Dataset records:
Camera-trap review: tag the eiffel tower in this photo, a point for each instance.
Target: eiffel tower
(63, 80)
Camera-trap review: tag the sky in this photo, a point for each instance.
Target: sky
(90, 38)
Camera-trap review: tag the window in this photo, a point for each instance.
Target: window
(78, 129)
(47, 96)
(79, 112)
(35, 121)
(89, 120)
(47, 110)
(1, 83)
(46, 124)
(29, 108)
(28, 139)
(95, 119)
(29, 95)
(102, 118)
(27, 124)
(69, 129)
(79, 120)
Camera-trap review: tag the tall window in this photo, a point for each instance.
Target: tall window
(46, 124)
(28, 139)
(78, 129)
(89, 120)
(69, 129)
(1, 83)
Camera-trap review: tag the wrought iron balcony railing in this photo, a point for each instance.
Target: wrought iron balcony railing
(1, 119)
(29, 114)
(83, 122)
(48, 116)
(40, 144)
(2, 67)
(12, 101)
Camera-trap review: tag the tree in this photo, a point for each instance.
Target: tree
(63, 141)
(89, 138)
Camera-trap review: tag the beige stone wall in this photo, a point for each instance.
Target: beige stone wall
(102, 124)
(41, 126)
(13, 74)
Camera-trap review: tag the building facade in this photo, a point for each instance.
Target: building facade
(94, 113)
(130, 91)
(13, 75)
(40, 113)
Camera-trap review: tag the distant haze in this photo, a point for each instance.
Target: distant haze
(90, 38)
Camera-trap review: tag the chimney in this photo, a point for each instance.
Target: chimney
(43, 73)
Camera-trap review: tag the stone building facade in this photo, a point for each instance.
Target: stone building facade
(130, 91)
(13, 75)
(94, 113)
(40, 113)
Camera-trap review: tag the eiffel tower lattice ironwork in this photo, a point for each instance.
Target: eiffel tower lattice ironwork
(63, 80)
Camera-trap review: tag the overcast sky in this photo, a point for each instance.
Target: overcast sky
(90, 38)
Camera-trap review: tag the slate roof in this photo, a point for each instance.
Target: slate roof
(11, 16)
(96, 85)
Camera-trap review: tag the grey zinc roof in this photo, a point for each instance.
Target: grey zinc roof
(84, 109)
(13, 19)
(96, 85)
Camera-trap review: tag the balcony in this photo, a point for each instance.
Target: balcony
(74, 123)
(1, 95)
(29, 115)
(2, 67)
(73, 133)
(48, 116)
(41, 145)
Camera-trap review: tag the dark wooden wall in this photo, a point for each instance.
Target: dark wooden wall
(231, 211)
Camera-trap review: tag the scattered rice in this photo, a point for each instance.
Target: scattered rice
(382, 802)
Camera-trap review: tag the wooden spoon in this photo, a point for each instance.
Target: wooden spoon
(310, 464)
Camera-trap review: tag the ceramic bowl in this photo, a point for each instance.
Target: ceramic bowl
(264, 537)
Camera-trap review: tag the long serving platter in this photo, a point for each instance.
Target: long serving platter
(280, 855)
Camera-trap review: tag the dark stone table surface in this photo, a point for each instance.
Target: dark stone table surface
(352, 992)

▶ [HOW TO COMPLETE THIS TASK]:
Looking at the records above, return exactly the lines from the line with "Camera-trap review: tag the beige" to the line with "Camera-trap review: tag the building", both ends included.

▶ [EXERCISE ANSWER]:
Camera-trap review: tag the beige stone wall in this photo, a point for each instance.
Target: beige stone wall
(102, 124)
(41, 126)
(13, 74)
Camera-trap review: tag the building facade in this photo, a point for each instance.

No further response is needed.